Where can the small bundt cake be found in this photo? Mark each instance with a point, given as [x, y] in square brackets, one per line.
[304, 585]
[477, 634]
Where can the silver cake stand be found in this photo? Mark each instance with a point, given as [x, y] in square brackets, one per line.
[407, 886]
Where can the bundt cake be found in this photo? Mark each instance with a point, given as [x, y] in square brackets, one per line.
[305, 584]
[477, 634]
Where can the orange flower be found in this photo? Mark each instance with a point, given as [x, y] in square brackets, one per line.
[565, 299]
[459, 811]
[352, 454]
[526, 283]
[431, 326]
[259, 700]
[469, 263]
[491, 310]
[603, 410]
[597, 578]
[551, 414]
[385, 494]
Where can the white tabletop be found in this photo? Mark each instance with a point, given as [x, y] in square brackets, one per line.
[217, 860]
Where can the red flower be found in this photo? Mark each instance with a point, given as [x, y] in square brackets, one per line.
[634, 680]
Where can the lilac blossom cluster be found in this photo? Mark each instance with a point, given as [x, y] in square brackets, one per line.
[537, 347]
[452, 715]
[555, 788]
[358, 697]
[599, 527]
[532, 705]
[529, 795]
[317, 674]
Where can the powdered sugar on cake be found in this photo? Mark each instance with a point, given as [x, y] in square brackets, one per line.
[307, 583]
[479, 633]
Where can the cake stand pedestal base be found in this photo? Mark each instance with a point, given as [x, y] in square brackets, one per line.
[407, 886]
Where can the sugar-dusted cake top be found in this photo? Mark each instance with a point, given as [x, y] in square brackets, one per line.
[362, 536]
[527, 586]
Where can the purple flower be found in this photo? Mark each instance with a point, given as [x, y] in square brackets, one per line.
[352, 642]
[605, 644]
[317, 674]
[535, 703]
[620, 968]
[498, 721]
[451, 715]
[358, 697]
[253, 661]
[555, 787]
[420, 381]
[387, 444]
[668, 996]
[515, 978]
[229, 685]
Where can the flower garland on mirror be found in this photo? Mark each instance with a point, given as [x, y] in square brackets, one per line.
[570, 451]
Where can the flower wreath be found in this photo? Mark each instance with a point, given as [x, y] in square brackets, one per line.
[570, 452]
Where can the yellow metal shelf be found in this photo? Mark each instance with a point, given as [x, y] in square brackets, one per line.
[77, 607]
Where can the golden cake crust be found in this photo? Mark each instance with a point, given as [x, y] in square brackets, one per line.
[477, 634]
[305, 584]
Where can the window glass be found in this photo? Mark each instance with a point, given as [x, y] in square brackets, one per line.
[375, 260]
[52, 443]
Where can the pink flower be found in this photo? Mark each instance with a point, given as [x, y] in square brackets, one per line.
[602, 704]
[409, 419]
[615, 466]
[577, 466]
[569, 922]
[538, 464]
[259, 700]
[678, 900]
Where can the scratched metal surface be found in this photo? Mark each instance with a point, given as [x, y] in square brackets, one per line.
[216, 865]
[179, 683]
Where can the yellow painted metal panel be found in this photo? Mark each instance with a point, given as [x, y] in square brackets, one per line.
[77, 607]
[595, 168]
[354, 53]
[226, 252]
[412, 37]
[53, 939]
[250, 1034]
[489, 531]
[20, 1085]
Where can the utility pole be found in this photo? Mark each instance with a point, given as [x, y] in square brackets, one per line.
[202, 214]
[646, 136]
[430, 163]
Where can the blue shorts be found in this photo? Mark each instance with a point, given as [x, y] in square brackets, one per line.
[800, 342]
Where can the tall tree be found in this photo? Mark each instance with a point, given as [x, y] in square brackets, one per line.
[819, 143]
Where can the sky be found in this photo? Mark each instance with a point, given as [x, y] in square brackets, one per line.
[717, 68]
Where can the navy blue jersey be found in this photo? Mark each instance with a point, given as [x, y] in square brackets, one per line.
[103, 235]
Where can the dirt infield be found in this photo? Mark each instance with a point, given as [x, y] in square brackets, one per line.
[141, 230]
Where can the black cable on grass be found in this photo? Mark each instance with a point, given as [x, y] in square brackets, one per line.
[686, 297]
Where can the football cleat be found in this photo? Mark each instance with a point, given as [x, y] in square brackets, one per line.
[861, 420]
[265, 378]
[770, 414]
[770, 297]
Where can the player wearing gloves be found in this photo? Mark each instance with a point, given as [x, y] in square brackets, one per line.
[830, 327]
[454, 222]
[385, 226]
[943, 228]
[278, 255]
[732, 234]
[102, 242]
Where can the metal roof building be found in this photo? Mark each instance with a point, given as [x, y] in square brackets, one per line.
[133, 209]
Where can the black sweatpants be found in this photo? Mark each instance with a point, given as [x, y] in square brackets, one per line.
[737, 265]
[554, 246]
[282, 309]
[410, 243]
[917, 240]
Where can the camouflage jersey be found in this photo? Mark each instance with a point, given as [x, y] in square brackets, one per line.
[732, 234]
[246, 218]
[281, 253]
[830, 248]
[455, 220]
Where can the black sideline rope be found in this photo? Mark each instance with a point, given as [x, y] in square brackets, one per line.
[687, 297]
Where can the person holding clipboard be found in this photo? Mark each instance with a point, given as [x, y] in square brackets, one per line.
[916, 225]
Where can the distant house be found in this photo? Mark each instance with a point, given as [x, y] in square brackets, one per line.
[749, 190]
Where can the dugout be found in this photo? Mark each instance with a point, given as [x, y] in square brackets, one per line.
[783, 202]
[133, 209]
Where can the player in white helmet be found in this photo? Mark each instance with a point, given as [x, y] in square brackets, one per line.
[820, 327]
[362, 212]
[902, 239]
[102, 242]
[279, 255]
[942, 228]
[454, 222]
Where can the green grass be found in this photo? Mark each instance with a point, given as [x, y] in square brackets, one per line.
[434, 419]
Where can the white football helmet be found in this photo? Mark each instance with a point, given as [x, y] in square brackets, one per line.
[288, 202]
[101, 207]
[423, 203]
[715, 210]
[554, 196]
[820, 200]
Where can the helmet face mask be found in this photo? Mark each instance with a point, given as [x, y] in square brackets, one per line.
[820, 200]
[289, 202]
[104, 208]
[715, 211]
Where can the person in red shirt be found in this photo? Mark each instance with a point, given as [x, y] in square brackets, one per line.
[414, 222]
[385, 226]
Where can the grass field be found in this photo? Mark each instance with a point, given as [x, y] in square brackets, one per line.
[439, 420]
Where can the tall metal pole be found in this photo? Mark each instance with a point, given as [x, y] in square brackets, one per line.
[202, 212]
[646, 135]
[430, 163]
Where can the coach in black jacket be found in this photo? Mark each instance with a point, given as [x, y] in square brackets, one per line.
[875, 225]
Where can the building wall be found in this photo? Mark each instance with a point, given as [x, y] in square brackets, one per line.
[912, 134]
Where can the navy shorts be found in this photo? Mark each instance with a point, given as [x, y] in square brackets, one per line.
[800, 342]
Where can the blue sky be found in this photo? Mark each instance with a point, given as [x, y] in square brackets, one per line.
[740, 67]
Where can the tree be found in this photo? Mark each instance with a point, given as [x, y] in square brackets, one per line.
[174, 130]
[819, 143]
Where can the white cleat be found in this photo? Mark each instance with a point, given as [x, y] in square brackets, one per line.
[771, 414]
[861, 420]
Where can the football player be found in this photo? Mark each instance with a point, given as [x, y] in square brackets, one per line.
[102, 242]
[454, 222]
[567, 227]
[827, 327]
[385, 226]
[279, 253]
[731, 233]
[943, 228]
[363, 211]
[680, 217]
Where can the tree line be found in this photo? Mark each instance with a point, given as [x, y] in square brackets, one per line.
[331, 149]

————————

Copy the material above verbatim.

## Solution
Where can the small bundt cake be found in this photo? Mark each instance with a point, given as [x, y] in square brackets, one per line.
[304, 585]
[477, 634]
Where can the silver cake stand be found in this photo? Mark each instance with a point, given as [x, y] in square brackets, one per line.
[407, 886]
Where can the bundt cake be found in this photo? Mark each instance with a point, given as [x, y] in square brackets, one per line.
[305, 584]
[477, 634]
Where can the orange flower be found in this photo? Mark each instance with a point, given as [x, y] in square brackets, one per line.
[565, 299]
[459, 811]
[352, 454]
[526, 283]
[431, 326]
[259, 700]
[469, 263]
[491, 310]
[603, 410]
[597, 578]
[551, 414]
[385, 494]
Where can the white tabletop be found in this photo? Mark each instance with a point, given as [x, y] in square brackets, one per line.
[217, 860]
Where can the red flower be found in this photo? Mark each instance with a point, given as [x, y] in square brackets, one per line.
[634, 680]
Where can the lilac blossom cluster be found in this photo? Mark each instance with a point, given as [x, y] in square brackets, one per line.
[537, 347]
[452, 715]
[555, 788]
[358, 697]
[599, 527]
[532, 705]
[529, 795]
[317, 674]
Where can the powdered sugar on cake be found in this photo? Mark each instance with a point, given as [x, y] in square brackets, one per line.
[307, 583]
[479, 633]
Where can the cake stand pedestal base be found in this photo? Mark each instance with a point, given as [x, y] in square brackets, one per line.
[407, 886]
Where can the sugar-dusted cake top be found in this photo? Mark each instance with a point, given as [x, y] in square brackets, one per line.
[362, 536]
[527, 586]
Where can the purple flower be found in this photo? Mark each instance with a point, given as [x, y] in square brackets, one per line.
[352, 642]
[605, 644]
[317, 674]
[535, 703]
[620, 968]
[498, 721]
[451, 715]
[358, 697]
[253, 661]
[555, 787]
[420, 381]
[387, 444]
[668, 996]
[515, 978]
[229, 685]
Where can the flower garland on mirror be found in this photo? Mark each instance with a point, given as [x, y] in square brackets, one per line.
[570, 451]
Where can the flower wreath be found in this photo? Mark each instance with a point, given as [x, y] in square brackets, one per line.
[570, 452]
Where can the yellow metal shelf be found in this photo? Mark each instance with a point, given as [x, y] in square brackets, one per line.
[77, 607]
Where can the golden cake crust be found in this photo? Mark each instance with a point, given as [x, y] in square brackets, one per line.
[477, 634]
[305, 584]
Where can the window glass be found in this photo? Mark each instance with a point, given as [x, y] in square brackets, one per line.
[375, 260]
[52, 443]
Where can the pink flower be found in this photo? Mark each instance with a point, given as [x, y] in square brackets, one per line.
[602, 704]
[409, 419]
[615, 466]
[577, 466]
[569, 922]
[538, 464]
[259, 700]
[678, 900]
Where can the scratched metal surface be found in this photo? Mark each instance with a point, given as [x, y] in square brackets, one per line.
[216, 865]
[179, 683]
Where can the yellow painted metal panel be found in this photo? Mark each instance with a point, given as [x, y] in square brackets, one per line.
[77, 607]
[595, 168]
[354, 53]
[226, 252]
[412, 37]
[53, 939]
[250, 1034]
[489, 531]
[20, 1085]
Where can the utility pole be found in this photo? Mark each instance with a point, given as [x, y] in square brackets, one per line.
[202, 214]
[646, 136]
[430, 163]
Where can the blue shorts be found in this photo? Mark each instance with a point, given as [x, y] in square brackets, one per line.
[800, 342]
Where can the tall tree be found in this photo? Mark each instance with a point, given as [x, y] in square brackets, one per line.
[819, 143]
Where can the sky be found in this photo? Mark each instance with a point, given as [x, y] in square brackets, one per line.
[717, 68]
Where can the navy blue jersey be found in this photo? Mark each instance with a point, given as [x, y] in square brackets, one per line.
[103, 235]
Where can the dirt infield be found in this photo? Mark each instance with a point, given as [x, y] in square brackets, one per line.
[141, 230]
Where can the black cable on grass be found in this photo? Mark each instance with a point, given as [x, y] in square brackets, one per line.
[686, 297]
Where can the football cleat be found in this photo? Mark each instance with a point, given as [x, y] in square brackets, one per line.
[861, 420]
[265, 378]
[770, 414]
[770, 297]
Where can the player wearing gloves be found in this photo? Mark each instance with a point, given as [x, y] in square brackets, one per line.
[830, 327]
[454, 222]
[385, 226]
[943, 228]
[278, 255]
[732, 234]
[102, 242]
Where can the metal roof building be found in this photo? Mark each instance with a point, given as [x, y] in square brackets, one per line.
[133, 209]
Where can the black sweatpants be found in this photo? Mark each instance with a point, given as [x, y] in square brackets, one per line.
[737, 265]
[554, 246]
[282, 309]
[410, 243]
[917, 240]
Where can the camouflage jersey be found in this photo? Mark each instance with a point, given as [x, y] in square brackets, one per line.
[732, 234]
[246, 218]
[281, 253]
[830, 248]
[455, 220]
Where can the black sideline rope be found in this photo? Mark each instance with a point, given as [x, y] in square brackets, one per line.
[687, 297]
Where can the person holding clipboard be found in this photo? Mark each instance with a point, given as [x, y] in square brackets, one per line.
[916, 225]
Where can the distant house be found in this photo? Mark each instance with a point, given as [x, y] in square brackets, one per line.
[749, 190]
Where can the dugout be found in this photo? Mark each instance with a point, given as [x, y] in square brackets, one per line.
[783, 202]
[133, 209]
Where can the player in white helmet be found in this photo? Mark each instance with a point, given as [x, y] in square brackets, one per line.
[820, 327]
[362, 212]
[902, 239]
[102, 242]
[279, 255]
[942, 228]
[454, 222]
Where can the green grass be found in this photo? Mark each instance with a point, given as [x, y] in square brackets, one per line.
[434, 419]
Where can the white football helmet be found in this photo? Mark each instance with a point, given as [x, y] in square brackets, one per line.
[288, 202]
[101, 207]
[423, 203]
[715, 210]
[554, 196]
[820, 200]
Where can the helmet face mask be found in this photo? Mark each instance with a point, given as [x, y] in square brackets, one per line.
[820, 200]
[289, 202]
[104, 208]
[715, 211]
Where can the person in red shirt be found in this photo? Mark each instance with a point, given as [x, y] in square brackets, one per line.
[414, 222]
[385, 226]
Where can the grass field be found in this photo? Mark each instance with a point, given as [x, y] in square brackets, one per line.
[439, 420]
Where can the tall metal pole be found in this photo? Mark each instance with a point, given as [x, y] in square brackets, one per line.
[202, 212]
[646, 135]
[430, 163]
Where can the coach in black jacket be found in this photo? Mark each instance with a point, given as [x, y] in square brackets, one per line.
[875, 225]
Where can the building wall be found in this photo? Mark each instance with a point, given as [x, y] in square brackets, one per line.
[912, 134]
Where can the navy shorts be found in this photo? Mark each instance with a point, given as [x, y] in square brackets, one per line.
[800, 342]
Where can the blue sky be found in this photo? Mark each instance with a point, given as [x, y] in square brackets, one per line.
[740, 67]
Where can the tree be found in this photo? Mark each instance with a point, given as [x, y] in square brackets, one per line.
[174, 130]
[819, 143]
Where can the white cleat be found in this photo? Mark each instance with a point, given as [x, y] in square brackets, one per line.
[771, 414]
[861, 420]
Where can the football player be found in this photo? Mark each instance with a point, given as [x, y] in square brackets, one per line.
[102, 242]
[454, 222]
[567, 227]
[827, 327]
[385, 226]
[279, 253]
[731, 233]
[943, 228]
[363, 211]
[680, 217]
Where can the tree line be found in this photo? Mark each instance with a point, given as [x, y] in square brackets, one per line.
[331, 149]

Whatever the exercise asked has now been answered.